* **The problem**
Copy out word for word the lines in the records below, running from the line containing "Could you please point to the white road" down through the line containing "(200, 1109)", with both of those lines included.

Records from a data source:
____________

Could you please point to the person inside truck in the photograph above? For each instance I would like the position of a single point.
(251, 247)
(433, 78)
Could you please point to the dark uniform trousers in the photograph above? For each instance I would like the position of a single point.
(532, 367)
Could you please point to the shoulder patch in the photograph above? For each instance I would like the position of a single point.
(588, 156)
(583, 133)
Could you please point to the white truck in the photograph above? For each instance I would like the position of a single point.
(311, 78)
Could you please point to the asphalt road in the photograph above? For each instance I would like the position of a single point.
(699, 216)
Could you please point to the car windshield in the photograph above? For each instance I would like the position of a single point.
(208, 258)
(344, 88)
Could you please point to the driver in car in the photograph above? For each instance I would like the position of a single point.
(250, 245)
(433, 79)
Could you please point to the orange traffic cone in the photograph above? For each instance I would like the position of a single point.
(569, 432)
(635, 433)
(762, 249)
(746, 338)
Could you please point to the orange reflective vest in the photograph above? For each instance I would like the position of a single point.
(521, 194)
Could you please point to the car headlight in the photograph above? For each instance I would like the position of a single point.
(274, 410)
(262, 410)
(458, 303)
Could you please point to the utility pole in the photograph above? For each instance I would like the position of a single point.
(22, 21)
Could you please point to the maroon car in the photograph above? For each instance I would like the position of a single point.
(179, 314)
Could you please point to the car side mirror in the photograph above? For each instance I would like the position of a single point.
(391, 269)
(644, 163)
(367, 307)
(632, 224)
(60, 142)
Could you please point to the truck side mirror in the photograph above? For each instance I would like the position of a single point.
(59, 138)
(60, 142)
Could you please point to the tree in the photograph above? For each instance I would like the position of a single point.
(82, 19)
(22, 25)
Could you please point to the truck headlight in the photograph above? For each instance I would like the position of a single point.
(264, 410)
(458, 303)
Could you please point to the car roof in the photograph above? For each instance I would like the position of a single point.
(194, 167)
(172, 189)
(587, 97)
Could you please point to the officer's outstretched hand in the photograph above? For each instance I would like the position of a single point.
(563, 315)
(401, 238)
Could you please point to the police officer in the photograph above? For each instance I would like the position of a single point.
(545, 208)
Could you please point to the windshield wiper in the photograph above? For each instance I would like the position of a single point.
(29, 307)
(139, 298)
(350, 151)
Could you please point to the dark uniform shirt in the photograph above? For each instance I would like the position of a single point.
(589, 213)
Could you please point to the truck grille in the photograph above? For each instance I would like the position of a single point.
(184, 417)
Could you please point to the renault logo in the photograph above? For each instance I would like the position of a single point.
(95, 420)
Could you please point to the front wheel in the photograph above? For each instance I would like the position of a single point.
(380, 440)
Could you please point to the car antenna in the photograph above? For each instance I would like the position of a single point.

____________

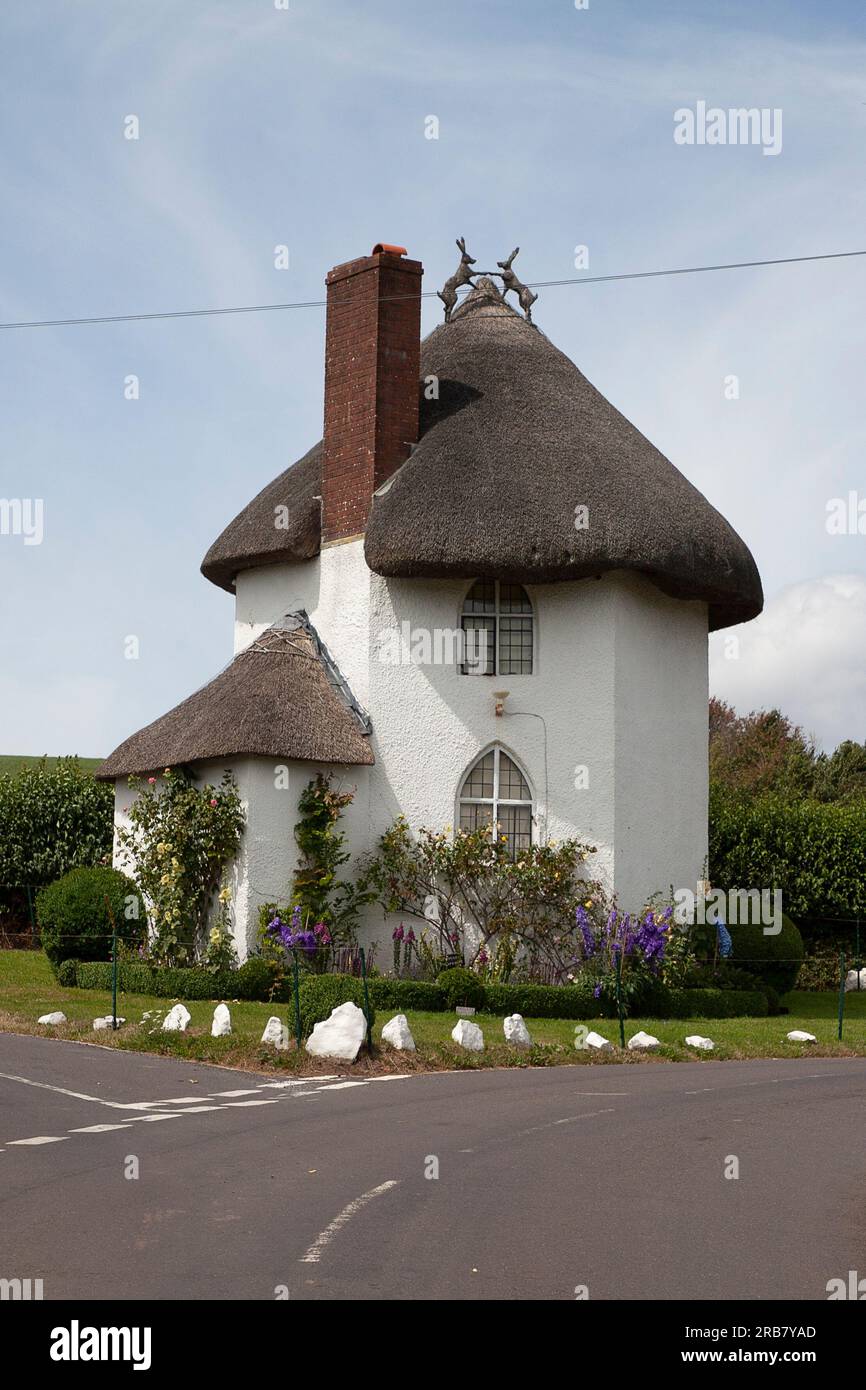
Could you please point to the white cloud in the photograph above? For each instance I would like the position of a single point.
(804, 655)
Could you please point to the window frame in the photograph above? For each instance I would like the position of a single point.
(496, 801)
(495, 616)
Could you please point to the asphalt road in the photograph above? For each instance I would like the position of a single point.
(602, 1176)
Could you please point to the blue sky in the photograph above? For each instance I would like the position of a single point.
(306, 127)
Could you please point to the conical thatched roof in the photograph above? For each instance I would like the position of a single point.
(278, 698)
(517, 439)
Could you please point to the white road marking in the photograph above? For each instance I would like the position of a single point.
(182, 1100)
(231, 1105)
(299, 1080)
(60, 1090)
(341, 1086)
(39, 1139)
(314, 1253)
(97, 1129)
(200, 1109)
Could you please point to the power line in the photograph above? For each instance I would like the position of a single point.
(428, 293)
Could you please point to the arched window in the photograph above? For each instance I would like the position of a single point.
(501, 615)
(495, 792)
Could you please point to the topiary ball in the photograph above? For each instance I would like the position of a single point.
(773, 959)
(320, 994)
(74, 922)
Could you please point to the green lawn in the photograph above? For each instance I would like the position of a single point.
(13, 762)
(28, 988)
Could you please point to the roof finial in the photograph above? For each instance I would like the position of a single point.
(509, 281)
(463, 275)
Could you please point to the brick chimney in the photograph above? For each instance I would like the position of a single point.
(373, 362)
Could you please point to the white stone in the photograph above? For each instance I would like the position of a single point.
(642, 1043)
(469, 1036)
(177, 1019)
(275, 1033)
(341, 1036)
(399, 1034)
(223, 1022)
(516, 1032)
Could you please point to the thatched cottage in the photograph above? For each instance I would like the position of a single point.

____________

* **The completed task**
Could you please point to the white road marking in the photograph above? For each instance I would like the position of a single point.
(182, 1100)
(231, 1105)
(299, 1080)
(60, 1090)
(341, 1086)
(39, 1139)
(314, 1253)
(97, 1129)
(200, 1109)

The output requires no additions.